■ **REQUIRED WORK**
Could you quote all of the records below word for word, leaving the pictures out of your answer?

■ **GIVEN DATA**
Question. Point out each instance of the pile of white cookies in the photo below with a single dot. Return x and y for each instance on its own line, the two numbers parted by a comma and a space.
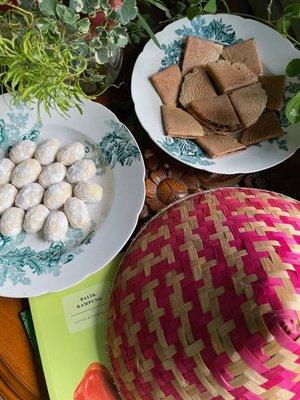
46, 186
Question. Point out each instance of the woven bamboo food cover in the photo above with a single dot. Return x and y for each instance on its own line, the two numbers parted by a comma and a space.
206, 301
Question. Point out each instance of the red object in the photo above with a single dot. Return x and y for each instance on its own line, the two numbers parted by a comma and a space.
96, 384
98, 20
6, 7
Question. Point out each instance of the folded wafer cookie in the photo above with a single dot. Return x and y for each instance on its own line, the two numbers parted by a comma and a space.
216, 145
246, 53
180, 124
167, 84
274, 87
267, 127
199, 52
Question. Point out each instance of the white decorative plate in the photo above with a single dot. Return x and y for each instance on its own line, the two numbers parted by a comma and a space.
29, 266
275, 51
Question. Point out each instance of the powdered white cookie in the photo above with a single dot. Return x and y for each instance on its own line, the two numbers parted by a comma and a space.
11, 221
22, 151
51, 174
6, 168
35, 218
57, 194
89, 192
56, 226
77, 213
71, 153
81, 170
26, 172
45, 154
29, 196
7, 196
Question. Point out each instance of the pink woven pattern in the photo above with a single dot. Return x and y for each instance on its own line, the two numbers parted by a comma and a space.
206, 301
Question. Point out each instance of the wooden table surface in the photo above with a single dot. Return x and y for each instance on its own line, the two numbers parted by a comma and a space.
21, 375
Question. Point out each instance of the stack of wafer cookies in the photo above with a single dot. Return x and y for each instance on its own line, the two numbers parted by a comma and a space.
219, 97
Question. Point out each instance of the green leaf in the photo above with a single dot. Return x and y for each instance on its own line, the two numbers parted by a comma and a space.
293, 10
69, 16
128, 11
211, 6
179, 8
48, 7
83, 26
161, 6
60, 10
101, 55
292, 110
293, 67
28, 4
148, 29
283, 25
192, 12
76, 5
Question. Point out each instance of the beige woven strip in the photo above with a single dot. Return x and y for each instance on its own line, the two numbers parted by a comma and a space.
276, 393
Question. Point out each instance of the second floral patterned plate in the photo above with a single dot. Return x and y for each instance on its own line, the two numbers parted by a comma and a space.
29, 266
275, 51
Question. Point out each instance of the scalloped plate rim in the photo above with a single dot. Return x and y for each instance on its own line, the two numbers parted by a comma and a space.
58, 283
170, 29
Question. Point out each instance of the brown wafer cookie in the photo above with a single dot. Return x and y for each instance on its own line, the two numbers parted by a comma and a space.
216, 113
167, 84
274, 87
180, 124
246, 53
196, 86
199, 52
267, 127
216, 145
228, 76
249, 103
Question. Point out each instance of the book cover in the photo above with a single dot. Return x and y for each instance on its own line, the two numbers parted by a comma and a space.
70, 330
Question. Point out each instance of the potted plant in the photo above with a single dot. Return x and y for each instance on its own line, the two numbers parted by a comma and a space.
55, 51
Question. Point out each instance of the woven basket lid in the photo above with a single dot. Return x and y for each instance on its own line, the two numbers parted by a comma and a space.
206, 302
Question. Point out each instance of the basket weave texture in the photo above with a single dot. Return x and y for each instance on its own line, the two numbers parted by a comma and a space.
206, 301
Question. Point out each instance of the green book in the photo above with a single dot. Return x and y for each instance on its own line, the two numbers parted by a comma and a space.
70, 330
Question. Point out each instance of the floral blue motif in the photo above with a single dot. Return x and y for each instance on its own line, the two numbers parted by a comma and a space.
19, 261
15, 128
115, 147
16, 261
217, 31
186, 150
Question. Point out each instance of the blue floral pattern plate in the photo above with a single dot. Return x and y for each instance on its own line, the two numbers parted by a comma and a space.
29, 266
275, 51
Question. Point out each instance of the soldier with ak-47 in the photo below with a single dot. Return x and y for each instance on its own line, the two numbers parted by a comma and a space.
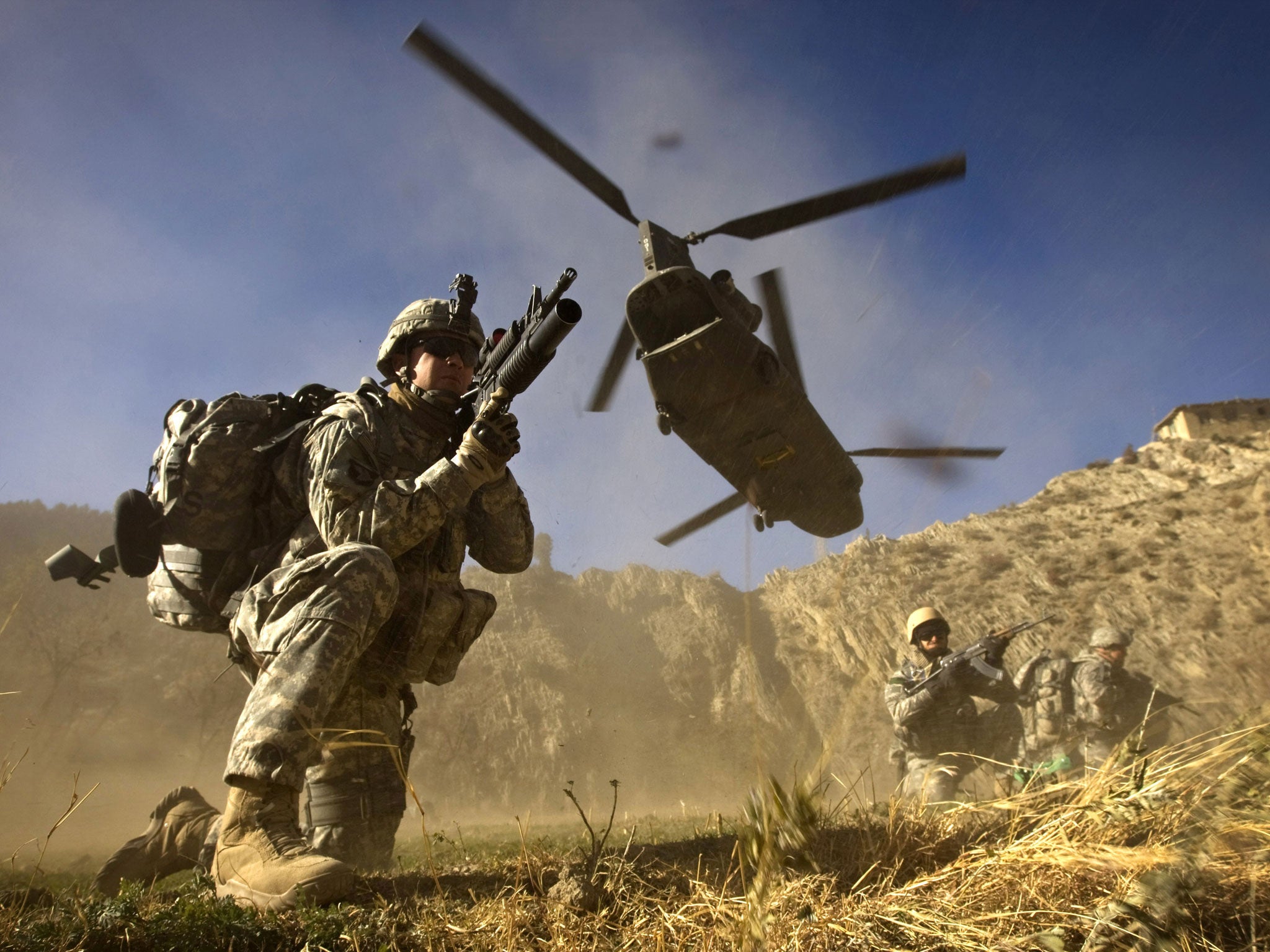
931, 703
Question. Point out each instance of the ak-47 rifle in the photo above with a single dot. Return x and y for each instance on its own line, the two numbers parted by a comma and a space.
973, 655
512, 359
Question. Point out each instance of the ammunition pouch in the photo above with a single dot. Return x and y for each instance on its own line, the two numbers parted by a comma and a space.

■ **SOLUTION BELOW**
Question. Point out each instance of the pile of white cookies in the photo below with a single dot. Return x and y for each instance on its own line, the two numbers parted by a comma and a space.
46, 186
Question. Point out each instance of the woven bamboo food cover in the photo above with a single dot. Return x and y for each instance on its own line, the two numbers parted by a comma and a space.
206, 301
Question. Point out each instance of the red object in the photo above with a single dot. Return x and y for each instance on its own line, the two numbers parted by a comma and a space.
96, 384
98, 20
6, 7
Question. Point out each instance of the folded wafer cookie in the photo above with a single dot. Return x and y for each instance on its own line, the two numbers parted by a comma and a space.
216, 145
246, 53
180, 124
167, 84
274, 87
267, 127
199, 52
Question. Point out each instance of the white decorative plate in the photo above with a single dot. Return x and y for each instance on its own line, the two numbers parted by a comma and a space.
29, 266
275, 51
Question. Point out each instance of the powdered white cookie in the photo above with a single dot. Return x and y for each instance on its own line, the two numbers parted by a comma and a space.
11, 221
22, 151
51, 174
6, 168
35, 218
57, 194
89, 192
56, 226
77, 213
71, 153
81, 170
26, 172
45, 154
29, 196
7, 196
Question. Point out each instance of the pink woven pattern in the photo above with a single dot. Return x and y for each instance on its own line, the two numbers parted by a comma and a space.
206, 301
Question. Point out each instance of the wooden table surface in the photo above with a single dot. Return x and y for each instance on its own line, the two numbers parted by a comma and a space.
21, 375
Question. Point out each instance of the stack of wafer cookies in the photo above with a single dot. Return x and y for each instance on its own line, the two numbers parted by a comma and a space.
219, 97
Question. Point out each instance of the green leaf in the photo above with a single dot. Return x and y for each instance on its own line, the two numbers parted by a comma and a space.
293, 10
69, 16
128, 11
211, 6
179, 8
48, 7
83, 26
161, 6
60, 10
101, 55
292, 110
293, 67
28, 4
148, 29
283, 25
192, 12
76, 5
Question. Point out each instance of the beige woven strip in the photo above with a single dot. Return x and y for each instance on its own line, the two numbers parted by a comma and a space.
276, 393
Question. Point out each instance of the second floral patterned plate in the photo above with a single dot. Return x and y for each instance on its own line, the two numbers parted by a comma and a space.
29, 266
275, 51
Question. Point out each instance of the scalloped plate rim in the photo above with a single dot. Return x and y for each instance on its own line, the two numbers parted by a comma and a space.
58, 283
170, 29
Question. Point out each instance of the brown wafer cookie in the photo above with a single dot. Return x and y for each instance on its own line, the two numbers parted by a comma and a space.
216, 113
167, 84
274, 87
180, 124
246, 53
196, 86
199, 52
267, 127
216, 145
228, 76
249, 103
Question. Point out each instance of the book cover in the photo above with a single dot. Return x and y for each instance on its own line, the two numbers parted by a comma and a space.
70, 330
Question. Point out each instance of the potted plant in the photo above with a single dot. Return x and y for each instance on its own line, the two numbers parted by a comma and a space.
55, 51
Question. Point out each instance of the woven basket lid in the photo above with a single dot. Return x and y for each instance on its own line, the two numbers parted by a comma and a space.
206, 302
Question. Point out each instance of the basket weave texture in the photo above with a single dot. Return x and y for each instance on its own line, the two numbers parted by a comma and a space.
206, 301
Question. Point out each instance of the green book in the photo above with a single dot. Return x and y for each instance on its own line, the two numbers parted by a comma and a space.
70, 330
Question. Point out each instance of the floral blue motif in the photo above with a single dot. Return x and y for each instance on its own line, the two numbers parted by a comma and a space.
19, 261
15, 128
115, 147
16, 261
217, 31
186, 150
Question. Point out each instance of the blue floral pattern plate in the photo above with a single dot. Return x and y for each instance on its own line, the two numbers parted by a comma and a space.
29, 266
275, 51
Question. Point out each instance of the soldier with ak-47 in the photo below with a single dot. Return x and y for each instance on its own line, the two numbers parted by a comma and a space.
931, 703
Question. Point out each instance of the ak-47 rifle in the photo above with a single dot. Return x and y for each instance on its own line, the two numbers parted by a comma and a space.
973, 655
512, 359
Question. Point out each instance of the ammunition pouch in the photo above with a single dot. Return x and y for each instance on its own line, the two numbers parted by a comma and a space.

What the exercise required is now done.